TASK STATEMENT: Beginning with the line where "trace target=man's foot" appears, repeat every remaining line of the entries exactly, the last line included.

────────

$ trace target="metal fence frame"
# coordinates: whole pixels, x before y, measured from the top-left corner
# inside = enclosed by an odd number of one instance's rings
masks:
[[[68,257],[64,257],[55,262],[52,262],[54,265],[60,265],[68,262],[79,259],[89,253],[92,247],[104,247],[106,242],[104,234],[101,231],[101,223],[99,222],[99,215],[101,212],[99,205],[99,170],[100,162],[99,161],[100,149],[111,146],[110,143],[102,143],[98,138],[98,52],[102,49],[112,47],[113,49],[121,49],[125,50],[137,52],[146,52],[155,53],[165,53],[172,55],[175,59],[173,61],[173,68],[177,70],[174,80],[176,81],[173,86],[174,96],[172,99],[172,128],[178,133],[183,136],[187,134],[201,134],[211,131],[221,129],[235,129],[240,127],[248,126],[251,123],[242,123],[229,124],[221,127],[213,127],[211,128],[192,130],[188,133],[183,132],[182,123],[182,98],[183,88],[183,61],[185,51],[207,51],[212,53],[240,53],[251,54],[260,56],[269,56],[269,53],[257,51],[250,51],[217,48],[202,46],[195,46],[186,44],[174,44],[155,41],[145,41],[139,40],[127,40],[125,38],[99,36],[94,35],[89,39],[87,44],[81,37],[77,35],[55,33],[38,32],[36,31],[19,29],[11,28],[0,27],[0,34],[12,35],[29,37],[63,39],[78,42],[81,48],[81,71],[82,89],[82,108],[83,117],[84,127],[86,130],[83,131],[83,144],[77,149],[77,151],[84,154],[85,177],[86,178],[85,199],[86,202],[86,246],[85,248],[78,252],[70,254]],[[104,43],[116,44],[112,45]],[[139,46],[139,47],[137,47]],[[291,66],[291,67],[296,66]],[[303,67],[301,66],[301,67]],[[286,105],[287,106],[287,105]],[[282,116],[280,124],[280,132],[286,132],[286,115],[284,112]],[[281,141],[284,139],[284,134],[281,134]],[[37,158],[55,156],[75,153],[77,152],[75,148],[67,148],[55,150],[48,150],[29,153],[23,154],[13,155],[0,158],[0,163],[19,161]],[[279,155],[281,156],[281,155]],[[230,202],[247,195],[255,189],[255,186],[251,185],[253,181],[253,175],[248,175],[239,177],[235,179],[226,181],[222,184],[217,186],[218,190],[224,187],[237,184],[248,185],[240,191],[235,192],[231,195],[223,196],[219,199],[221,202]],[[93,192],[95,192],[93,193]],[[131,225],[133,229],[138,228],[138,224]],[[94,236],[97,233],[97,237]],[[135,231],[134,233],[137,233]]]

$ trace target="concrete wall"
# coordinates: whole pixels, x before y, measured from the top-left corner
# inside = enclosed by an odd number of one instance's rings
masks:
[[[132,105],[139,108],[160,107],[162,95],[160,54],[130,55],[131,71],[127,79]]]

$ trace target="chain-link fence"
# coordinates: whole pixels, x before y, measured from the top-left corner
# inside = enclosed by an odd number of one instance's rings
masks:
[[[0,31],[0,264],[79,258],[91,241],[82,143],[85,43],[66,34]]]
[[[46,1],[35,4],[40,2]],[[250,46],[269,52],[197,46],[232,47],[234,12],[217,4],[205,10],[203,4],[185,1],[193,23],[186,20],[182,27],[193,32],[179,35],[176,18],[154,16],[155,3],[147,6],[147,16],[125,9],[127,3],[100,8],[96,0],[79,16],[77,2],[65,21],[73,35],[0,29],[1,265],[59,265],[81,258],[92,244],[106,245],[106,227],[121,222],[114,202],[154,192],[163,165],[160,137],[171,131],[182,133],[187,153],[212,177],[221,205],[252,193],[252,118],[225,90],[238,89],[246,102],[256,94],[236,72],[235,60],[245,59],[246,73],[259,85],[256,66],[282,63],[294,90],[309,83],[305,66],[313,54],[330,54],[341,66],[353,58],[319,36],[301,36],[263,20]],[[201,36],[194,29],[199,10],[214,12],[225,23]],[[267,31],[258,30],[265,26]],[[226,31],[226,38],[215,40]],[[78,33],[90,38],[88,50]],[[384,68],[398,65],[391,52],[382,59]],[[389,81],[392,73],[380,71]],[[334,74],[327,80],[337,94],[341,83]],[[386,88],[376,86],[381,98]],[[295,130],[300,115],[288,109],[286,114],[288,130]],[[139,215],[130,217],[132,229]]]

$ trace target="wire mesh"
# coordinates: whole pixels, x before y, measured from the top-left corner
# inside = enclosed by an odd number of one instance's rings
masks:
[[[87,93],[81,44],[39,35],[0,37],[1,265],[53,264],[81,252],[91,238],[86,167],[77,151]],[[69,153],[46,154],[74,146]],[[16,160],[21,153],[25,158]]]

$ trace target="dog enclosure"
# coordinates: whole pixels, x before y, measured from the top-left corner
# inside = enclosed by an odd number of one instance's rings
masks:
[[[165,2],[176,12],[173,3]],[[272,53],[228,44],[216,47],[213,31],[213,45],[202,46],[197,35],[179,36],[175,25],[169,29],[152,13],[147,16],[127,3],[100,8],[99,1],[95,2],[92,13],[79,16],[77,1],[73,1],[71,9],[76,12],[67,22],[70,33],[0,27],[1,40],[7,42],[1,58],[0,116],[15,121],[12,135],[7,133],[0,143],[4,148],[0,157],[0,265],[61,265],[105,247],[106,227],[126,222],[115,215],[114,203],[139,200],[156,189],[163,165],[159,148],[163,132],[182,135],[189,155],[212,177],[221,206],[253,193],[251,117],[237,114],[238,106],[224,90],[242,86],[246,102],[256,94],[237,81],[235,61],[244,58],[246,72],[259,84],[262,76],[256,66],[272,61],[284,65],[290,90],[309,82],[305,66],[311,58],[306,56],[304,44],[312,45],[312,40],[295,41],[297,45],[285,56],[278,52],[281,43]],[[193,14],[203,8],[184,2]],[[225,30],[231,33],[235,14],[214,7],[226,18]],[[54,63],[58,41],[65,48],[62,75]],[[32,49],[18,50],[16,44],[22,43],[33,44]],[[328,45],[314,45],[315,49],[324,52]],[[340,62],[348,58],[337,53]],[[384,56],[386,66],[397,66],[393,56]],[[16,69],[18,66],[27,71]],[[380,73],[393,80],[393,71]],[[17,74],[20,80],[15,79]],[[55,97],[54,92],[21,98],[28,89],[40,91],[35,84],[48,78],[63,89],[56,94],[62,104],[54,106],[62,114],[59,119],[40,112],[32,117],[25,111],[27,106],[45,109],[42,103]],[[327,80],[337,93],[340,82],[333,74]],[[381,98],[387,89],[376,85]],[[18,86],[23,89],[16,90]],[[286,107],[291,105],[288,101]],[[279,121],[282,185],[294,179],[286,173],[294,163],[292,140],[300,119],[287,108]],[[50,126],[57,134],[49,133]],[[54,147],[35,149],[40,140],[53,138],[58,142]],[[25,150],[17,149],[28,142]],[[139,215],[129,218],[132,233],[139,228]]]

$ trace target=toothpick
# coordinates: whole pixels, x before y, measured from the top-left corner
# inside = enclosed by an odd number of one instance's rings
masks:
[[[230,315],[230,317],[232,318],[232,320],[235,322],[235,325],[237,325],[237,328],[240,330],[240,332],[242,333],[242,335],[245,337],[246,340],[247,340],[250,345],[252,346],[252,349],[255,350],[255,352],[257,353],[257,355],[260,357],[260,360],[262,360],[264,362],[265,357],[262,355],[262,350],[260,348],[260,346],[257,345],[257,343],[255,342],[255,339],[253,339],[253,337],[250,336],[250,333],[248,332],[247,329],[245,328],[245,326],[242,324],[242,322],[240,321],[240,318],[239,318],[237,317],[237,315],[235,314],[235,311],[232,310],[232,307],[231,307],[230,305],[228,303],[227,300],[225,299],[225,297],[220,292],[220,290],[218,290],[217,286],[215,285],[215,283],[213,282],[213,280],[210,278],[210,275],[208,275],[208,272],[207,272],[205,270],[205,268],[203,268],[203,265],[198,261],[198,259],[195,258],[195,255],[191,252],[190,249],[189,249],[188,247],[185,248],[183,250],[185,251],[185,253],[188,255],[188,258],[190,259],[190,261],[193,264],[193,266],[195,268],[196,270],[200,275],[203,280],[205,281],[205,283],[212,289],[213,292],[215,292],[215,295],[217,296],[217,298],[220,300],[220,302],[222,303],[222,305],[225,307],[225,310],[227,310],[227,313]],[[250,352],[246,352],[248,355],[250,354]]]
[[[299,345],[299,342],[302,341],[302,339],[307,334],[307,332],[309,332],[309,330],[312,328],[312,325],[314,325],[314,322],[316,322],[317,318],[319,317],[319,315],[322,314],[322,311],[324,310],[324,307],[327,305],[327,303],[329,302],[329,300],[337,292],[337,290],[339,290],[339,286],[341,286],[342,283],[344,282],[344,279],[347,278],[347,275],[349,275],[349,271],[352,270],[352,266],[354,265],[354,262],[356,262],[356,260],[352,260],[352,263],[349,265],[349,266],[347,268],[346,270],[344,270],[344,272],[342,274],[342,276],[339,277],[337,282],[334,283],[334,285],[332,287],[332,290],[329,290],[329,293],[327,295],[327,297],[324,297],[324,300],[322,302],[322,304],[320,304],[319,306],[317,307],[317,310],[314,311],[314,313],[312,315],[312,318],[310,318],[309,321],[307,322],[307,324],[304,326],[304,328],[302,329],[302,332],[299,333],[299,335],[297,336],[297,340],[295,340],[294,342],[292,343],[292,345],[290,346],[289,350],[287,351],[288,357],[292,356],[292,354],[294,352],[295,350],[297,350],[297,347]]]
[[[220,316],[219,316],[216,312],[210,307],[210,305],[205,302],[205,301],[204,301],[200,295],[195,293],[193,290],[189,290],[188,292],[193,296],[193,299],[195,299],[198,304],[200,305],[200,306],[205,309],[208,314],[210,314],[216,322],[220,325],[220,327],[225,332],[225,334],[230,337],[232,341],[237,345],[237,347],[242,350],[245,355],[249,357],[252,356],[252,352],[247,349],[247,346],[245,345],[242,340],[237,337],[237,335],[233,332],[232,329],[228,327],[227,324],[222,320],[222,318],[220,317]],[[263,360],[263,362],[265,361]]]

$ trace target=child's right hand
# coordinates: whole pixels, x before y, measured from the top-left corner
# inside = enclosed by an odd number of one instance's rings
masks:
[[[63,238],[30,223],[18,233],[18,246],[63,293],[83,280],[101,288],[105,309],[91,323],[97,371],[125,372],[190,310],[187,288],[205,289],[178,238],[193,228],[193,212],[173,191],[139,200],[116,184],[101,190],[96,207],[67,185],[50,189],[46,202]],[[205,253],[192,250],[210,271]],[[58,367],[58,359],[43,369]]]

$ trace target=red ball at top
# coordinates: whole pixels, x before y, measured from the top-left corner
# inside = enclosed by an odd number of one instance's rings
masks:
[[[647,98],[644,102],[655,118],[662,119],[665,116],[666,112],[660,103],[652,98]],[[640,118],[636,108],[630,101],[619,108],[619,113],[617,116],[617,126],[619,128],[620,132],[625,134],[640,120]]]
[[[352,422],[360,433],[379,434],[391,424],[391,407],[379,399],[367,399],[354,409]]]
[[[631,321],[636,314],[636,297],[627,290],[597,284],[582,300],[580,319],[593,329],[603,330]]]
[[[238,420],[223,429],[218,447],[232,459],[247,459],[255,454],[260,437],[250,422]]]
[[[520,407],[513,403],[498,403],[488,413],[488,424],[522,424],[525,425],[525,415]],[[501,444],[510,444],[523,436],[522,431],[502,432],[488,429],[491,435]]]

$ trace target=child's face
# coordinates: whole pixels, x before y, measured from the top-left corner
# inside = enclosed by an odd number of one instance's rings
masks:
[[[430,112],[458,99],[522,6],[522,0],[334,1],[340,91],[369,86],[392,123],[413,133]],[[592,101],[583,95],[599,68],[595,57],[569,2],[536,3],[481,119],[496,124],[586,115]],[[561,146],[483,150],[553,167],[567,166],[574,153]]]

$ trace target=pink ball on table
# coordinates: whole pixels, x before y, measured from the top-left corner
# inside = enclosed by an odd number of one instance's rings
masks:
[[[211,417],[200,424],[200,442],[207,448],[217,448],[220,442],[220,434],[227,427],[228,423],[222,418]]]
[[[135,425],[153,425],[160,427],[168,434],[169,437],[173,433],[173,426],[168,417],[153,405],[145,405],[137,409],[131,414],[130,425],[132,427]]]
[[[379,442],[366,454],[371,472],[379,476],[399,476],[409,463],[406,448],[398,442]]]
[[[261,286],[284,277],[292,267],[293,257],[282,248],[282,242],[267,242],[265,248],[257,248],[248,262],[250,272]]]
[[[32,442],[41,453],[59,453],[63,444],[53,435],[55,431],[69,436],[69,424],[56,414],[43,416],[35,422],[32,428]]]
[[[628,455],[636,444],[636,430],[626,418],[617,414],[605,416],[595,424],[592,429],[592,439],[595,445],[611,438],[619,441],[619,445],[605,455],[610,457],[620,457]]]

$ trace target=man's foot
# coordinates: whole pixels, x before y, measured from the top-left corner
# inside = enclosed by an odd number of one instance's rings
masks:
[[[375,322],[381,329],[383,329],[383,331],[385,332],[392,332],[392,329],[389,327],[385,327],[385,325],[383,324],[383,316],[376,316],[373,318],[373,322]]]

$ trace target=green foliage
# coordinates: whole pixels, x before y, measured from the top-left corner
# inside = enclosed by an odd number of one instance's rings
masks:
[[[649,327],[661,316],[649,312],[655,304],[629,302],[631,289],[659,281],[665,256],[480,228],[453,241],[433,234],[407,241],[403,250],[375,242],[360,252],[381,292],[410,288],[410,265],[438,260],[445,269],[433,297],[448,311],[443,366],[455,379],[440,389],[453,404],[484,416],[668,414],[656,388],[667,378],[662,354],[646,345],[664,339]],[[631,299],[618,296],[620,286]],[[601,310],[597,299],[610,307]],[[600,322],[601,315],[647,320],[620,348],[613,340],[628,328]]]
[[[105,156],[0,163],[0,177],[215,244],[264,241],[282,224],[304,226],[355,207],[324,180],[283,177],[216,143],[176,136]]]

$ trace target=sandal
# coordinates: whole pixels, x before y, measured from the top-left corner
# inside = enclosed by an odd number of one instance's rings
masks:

────────

EXERCISE OUTPUT:
$ trace target=man's foot
# coordinates: whole pixels, x before y, measured from the top-left corner
# inside = enclosed by an odd number of one instance's rings
masks:
[[[375,322],[381,329],[383,329],[383,331],[385,332],[392,332],[392,329],[389,327],[385,327],[385,325],[383,324],[383,316],[376,316],[373,318],[373,322]]]

$ trace target=green foliage
# coordinates: whole pixels, x before y, measured from the top-left corner
# inside = enclosed by an odd number of one instance's rings
masks:
[[[649,327],[661,316],[649,312],[655,304],[629,302],[631,289],[659,281],[665,256],[480,228],[453,241],[433,234],[407,241],[403,250],[375,242],[360,252],[381,292],[410,288],[410,265],[438,260],[445,269],[433,297],[448,311],[443,366],[455,379],[440,389],[453,404],[484,416],[668,414],[656,388],[667,378],[662,354],[646,345],[664,339]],[[631,299],[618,296],[620,286]],[[601,310],[597,299],[610,307]],[[600,322],[601,315],[647,320],[620,348],[613,340],[628,328]]]
[[[105,156],[0,163],[0,177],[215,244],[264,241],[282,224],[304,226],[355,207],[324,180],[283,177],[216,143],[176,136]]]

$ trace target=sandal
# coordinates: whole pixels, x before y, measured from the top-left corner
# inside = enclosed by an odd number of one instance's rings
masks:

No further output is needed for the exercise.